───── Reading passage

Mr. TUNNELL. I think it would affect an independent more quickly than it would affect a major, for example, but it is just simply a matter of economics, that you will spend a number of dollars to go look for $3 oil, and you will only spend a number of dollars to go looking for $2 oil. And you are just not going to explore or spend your money looking for $2 oil as quickly as you would if the price was maintained at a higher level. And if you do not go looking for it you are not going to develop it, notwithstanding the statement of that New Jersey Commissioner that said that Bill Murray cited in the paper-when he said that we had plenty of proven reserves, it is just a matter of locating them.

Mr. KAZEN. Mr. Chairman, the House is in session now. I want in closing to commend all of these gentlemen for a very, very excellent presentation. They each have made a very factual and forthright presentation.

Mr. EDMONDSON. I thank the gentlemen too.

There are two colleagues on the committee who want to make brief statements.

──────────
───── Provided records

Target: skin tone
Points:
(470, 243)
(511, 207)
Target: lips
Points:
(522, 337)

──────────

Problem set =>
a – Return the stretch of the oil-price hearing transcript from "Mr. KAZEN. Mr." through "make brief statements.", copied word for word.
b – Carry the oil-price hearing transcript further, starting right after its final line.
The records are material separate from the oil-price hearing transcript.

Responses =>
a –
Mr. KAZEN. Mr. Chairman, the House is in session now. I want in closing to commend all of these gentlemen for a very, very excellent presentation. They each have made a very factual and forthright presentation.

Mr. EDMONDSON. I thank the gentlemen too.

There are two colleagues on the committee who want to make brief statements.

b –
I want to ask one final question to the panel and ask them to individually respond to it.

Did any of you find in the majority report any evidence of having considered the impact of the 1969 tax laws upon the domestic industry and the impact of those tax changes upon the domestic industry's capacity to continue to develop reserves and to expand its production? May I start with you, Mr. Ferguson.

Mr. FERGUSON. No; I do not believe they considered it all right.
Mr. EDMONDSON. Mr. Byrd?

Mr. BYRD. Not in the majority report.
Mr. EDMONDSON. Mr. Winger?

Mr. WINGER. No, sir.

Mr. EDMONDSON. Mr. Tunnell?

Mr. TUNNELL. No, sir.

Mr. EDMONDSON. Mr. Clay?

Mr. CLAY. No, sir.

Mr. EDMONDSON. It is unanimous that they did not appear to consider the impact of the 1969 changes in their reports.

The gentleman from Washington?

Mr. FOLEY. Mr. Chairman, I would just like to thank the witnesses for their testimony. They have been very helpful to the committee.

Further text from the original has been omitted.